'''

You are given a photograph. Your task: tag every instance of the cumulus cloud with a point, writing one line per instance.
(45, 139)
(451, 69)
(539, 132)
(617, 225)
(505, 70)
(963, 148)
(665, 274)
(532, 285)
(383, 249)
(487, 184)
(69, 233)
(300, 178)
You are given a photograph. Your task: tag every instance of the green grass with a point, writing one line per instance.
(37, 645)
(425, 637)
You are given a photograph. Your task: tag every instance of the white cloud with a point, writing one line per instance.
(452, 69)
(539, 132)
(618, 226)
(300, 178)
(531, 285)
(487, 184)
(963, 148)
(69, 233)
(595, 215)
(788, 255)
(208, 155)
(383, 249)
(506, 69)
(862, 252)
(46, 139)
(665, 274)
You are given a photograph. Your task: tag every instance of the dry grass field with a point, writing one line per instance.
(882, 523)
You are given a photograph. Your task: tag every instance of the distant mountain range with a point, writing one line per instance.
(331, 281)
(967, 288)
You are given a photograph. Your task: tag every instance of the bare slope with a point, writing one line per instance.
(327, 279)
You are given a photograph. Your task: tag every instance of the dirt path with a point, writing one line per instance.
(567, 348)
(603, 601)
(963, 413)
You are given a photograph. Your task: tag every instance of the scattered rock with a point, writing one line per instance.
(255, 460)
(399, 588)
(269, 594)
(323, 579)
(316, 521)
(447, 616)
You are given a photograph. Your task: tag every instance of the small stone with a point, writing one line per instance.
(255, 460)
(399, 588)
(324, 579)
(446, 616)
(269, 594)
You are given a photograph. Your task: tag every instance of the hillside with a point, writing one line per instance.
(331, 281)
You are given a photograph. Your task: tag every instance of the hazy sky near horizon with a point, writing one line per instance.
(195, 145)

'''

PROBLEM REQUIREMENTS: Retype only the lines running from the line with "of the hillside" to the end of the listing, including both of those lines.

SOLUTION TO THE PROBLEM:
You are given a photograph. Your task: tag every instance of the hillside with a point, writing one line per instance.
(331, 281)
You are given a photograph. Your task: tag every instance of the hazy sky near horizon with a point, writing one line per instance.
(195, 145)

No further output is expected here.